* _問題文_:
以下の行から、文字列「hazy」を含む行をすべて抜き出せ。大文字と小文字は区別する。

»»

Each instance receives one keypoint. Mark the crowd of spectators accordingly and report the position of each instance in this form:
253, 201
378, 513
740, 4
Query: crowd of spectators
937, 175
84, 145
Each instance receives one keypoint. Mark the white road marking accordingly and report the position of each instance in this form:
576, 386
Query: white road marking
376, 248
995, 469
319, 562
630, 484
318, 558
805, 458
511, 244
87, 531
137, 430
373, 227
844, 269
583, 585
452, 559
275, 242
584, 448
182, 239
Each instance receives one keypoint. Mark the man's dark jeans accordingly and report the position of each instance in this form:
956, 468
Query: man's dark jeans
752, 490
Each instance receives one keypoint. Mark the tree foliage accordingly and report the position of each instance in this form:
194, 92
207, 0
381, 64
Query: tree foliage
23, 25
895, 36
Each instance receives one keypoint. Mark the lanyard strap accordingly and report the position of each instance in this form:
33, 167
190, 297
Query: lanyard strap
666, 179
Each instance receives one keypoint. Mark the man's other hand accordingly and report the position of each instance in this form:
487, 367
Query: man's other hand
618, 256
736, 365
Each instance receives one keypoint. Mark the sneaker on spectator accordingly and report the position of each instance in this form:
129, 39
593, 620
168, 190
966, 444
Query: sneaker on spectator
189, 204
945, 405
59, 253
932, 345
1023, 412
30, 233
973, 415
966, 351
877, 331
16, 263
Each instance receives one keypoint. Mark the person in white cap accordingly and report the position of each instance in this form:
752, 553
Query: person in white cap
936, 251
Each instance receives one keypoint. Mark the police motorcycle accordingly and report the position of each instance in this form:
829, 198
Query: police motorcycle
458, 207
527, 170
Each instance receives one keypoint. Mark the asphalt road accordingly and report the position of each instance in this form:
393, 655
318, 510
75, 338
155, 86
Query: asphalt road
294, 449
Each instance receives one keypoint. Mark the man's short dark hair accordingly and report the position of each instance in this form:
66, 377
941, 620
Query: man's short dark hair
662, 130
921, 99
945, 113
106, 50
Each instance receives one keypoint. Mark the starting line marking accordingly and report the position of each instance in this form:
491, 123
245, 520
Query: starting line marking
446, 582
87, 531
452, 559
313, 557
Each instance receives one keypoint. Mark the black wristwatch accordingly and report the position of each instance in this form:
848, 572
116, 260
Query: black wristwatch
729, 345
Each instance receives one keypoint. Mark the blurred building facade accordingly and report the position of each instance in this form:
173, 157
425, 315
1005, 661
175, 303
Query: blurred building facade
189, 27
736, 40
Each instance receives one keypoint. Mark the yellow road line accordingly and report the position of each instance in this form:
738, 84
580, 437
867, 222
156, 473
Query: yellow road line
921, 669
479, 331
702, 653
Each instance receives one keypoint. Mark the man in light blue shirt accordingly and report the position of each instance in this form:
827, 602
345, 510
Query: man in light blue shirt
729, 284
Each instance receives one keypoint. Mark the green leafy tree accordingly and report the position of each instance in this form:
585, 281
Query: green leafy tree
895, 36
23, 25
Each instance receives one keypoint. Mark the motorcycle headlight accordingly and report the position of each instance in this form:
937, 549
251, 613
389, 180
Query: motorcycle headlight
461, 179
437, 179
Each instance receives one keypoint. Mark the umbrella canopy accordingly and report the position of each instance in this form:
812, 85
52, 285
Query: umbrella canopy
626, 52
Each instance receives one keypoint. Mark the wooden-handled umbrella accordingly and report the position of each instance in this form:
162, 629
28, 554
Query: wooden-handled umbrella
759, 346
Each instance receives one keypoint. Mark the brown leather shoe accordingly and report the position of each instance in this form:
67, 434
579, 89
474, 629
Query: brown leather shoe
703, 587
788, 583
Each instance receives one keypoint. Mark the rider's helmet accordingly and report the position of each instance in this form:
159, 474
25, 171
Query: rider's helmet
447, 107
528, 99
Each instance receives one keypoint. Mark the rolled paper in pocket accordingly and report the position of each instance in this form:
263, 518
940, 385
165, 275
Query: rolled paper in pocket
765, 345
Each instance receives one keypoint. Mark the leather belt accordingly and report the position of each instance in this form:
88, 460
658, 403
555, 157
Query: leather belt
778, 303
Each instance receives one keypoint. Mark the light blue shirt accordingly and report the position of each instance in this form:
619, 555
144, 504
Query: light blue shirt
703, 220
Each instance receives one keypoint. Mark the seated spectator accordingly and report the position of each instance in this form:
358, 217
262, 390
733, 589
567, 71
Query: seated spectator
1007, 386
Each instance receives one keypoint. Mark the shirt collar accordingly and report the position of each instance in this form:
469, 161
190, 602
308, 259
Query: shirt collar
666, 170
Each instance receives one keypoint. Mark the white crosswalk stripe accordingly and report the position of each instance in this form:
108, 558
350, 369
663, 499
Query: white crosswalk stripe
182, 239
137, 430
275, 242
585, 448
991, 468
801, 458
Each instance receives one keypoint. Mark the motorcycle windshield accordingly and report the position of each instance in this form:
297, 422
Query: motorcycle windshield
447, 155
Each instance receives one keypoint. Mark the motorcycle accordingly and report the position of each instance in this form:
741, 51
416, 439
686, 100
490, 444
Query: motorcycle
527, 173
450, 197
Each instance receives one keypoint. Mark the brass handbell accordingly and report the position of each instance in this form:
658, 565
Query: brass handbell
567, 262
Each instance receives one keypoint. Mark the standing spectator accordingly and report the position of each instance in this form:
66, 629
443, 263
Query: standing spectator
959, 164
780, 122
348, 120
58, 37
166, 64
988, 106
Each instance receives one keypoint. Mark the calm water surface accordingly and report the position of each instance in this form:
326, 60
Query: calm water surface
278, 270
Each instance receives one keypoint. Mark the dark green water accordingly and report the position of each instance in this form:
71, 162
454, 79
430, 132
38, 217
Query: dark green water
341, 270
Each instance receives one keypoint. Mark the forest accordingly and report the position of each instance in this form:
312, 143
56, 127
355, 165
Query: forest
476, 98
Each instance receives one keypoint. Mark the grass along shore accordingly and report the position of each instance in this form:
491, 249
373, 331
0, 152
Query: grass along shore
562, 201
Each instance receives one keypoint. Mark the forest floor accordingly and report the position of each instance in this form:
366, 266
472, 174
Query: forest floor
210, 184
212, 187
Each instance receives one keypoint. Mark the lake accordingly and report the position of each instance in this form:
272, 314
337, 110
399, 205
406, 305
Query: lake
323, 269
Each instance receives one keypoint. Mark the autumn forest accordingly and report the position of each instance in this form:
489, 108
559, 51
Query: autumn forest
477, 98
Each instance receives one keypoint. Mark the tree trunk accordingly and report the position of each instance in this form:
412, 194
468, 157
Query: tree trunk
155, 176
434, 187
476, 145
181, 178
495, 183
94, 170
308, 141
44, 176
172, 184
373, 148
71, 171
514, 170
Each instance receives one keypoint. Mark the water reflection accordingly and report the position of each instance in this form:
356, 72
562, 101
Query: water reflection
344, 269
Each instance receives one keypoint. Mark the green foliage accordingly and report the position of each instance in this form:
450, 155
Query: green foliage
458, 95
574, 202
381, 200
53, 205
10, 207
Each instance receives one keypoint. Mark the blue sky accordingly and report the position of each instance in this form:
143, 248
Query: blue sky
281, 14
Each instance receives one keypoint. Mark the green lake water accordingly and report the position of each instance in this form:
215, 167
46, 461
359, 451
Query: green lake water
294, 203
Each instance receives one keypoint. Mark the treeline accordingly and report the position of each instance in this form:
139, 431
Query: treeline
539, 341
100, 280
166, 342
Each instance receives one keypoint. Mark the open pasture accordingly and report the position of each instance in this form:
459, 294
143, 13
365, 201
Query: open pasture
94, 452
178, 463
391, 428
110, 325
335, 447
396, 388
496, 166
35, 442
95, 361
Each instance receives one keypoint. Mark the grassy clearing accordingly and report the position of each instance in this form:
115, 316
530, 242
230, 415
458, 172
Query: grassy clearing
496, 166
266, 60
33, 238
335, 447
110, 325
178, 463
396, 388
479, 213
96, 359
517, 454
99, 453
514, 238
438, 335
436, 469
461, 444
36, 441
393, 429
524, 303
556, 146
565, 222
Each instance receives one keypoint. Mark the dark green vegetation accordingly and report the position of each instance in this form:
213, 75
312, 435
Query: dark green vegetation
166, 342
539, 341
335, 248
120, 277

««
»»

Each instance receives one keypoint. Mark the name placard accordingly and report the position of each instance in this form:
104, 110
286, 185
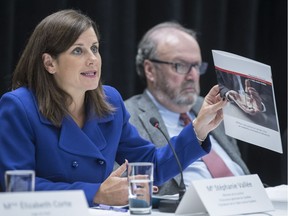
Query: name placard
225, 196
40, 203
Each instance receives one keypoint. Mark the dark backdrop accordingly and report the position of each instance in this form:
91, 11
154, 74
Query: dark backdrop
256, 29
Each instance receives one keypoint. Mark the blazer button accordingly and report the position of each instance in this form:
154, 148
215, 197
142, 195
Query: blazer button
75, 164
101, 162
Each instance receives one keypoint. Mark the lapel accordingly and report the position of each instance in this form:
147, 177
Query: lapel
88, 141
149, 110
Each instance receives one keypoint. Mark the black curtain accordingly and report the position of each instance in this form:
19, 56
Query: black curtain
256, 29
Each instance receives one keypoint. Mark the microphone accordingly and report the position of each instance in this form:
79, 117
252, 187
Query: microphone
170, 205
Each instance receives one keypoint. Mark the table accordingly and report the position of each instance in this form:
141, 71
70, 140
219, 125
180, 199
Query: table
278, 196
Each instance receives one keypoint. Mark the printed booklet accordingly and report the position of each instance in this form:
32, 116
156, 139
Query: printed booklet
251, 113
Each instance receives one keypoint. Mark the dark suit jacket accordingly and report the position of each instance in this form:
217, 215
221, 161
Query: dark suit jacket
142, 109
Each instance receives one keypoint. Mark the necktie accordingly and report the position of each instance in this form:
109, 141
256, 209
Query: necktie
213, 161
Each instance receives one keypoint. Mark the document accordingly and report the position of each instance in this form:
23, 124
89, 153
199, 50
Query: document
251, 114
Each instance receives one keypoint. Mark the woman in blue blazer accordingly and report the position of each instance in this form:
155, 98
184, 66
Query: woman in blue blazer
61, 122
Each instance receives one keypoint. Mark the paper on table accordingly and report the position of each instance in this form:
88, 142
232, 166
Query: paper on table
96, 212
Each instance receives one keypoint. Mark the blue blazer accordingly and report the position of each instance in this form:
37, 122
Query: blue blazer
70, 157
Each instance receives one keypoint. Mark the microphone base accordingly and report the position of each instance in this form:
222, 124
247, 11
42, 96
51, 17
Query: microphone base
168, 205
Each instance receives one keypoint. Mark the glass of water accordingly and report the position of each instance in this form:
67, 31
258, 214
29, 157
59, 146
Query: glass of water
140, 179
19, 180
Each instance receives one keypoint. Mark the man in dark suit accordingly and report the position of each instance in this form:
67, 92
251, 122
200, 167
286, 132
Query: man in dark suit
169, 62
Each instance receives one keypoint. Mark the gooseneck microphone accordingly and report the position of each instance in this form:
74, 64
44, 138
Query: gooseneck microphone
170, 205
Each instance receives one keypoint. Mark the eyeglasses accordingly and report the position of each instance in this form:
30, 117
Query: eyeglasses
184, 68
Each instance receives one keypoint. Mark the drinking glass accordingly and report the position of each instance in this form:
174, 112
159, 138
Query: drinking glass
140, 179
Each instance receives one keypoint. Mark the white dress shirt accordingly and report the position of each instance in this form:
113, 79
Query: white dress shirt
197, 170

««
»»

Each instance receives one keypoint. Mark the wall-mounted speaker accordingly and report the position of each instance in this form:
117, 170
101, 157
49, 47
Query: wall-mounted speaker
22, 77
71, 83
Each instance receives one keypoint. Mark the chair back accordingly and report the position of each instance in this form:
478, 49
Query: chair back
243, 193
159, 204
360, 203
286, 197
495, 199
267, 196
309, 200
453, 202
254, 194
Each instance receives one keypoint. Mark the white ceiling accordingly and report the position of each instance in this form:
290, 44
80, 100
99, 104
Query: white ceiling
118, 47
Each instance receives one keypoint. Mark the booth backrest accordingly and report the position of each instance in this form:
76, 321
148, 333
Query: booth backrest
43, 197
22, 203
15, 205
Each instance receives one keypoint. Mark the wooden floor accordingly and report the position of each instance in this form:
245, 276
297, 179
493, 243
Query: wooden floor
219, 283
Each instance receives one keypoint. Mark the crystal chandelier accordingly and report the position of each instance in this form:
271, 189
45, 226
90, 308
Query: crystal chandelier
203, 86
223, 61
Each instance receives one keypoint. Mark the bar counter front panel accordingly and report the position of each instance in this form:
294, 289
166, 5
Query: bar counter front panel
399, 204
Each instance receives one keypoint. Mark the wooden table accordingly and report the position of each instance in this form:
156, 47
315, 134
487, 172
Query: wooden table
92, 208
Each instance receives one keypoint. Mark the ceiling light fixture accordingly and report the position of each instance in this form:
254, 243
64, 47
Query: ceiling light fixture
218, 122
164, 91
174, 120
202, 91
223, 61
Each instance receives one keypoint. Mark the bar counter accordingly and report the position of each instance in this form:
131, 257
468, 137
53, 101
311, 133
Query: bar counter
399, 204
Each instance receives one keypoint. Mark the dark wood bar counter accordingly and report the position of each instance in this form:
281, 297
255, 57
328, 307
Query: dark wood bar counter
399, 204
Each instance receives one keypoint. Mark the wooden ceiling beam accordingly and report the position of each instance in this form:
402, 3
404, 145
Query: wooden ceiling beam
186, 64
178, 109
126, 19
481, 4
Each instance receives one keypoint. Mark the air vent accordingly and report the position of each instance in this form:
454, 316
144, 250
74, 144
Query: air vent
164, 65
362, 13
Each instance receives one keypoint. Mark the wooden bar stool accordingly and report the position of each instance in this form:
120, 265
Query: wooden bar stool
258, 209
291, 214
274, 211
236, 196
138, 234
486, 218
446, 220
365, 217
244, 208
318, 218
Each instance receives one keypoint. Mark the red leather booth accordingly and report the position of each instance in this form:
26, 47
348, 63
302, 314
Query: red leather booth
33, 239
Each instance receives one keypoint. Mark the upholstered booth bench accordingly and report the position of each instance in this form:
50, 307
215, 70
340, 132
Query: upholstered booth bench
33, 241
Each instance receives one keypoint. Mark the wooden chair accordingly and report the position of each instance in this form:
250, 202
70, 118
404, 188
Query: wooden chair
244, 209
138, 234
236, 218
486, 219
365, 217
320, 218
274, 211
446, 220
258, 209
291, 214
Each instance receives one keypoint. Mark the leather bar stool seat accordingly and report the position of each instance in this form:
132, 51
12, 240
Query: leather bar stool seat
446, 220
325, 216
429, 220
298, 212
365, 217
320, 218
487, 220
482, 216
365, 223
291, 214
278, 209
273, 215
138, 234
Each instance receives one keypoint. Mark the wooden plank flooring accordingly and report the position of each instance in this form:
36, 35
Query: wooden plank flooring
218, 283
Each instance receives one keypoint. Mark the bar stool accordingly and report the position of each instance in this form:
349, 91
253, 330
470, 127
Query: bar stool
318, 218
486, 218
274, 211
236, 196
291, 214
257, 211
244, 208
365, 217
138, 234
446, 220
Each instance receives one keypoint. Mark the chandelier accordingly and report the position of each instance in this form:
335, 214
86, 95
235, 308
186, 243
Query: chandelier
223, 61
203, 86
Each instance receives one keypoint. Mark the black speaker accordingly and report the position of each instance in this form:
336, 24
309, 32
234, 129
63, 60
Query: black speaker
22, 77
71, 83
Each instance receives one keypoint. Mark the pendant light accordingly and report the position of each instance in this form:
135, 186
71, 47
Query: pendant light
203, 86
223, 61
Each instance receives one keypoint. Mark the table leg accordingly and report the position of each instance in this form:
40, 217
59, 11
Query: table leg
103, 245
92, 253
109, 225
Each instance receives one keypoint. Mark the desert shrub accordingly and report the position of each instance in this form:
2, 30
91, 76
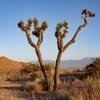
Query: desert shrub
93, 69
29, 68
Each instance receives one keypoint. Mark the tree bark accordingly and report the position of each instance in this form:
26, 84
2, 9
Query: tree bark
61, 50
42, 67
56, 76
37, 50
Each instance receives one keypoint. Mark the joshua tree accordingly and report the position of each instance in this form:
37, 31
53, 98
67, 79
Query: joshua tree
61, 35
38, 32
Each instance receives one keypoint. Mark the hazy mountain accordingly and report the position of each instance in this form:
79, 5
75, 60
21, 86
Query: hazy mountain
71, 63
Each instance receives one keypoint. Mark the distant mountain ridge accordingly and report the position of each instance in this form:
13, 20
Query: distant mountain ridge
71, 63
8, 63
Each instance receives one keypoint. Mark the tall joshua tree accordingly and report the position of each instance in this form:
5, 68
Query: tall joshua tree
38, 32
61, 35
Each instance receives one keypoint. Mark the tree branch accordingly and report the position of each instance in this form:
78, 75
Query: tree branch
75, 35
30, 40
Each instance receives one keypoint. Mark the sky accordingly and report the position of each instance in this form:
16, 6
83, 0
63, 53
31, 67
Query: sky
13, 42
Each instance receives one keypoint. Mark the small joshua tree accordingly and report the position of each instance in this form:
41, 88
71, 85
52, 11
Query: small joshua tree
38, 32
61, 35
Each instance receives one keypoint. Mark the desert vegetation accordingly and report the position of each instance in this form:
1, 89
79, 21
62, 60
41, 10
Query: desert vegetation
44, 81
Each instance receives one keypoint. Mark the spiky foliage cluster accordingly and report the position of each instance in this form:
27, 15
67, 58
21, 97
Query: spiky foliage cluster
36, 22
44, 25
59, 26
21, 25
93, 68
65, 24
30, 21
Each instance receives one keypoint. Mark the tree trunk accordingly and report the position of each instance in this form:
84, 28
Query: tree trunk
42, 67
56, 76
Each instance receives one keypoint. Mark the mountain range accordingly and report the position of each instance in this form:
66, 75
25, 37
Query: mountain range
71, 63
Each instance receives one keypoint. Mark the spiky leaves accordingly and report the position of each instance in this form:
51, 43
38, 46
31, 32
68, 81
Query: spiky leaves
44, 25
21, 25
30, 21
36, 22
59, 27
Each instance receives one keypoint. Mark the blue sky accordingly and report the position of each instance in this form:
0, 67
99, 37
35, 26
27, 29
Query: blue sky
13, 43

««

* _出力結果_:
Each instance receives one keypoint. Mark the hazy mountain accordingly and report the position of each instance in this form:
Query: hazy mountain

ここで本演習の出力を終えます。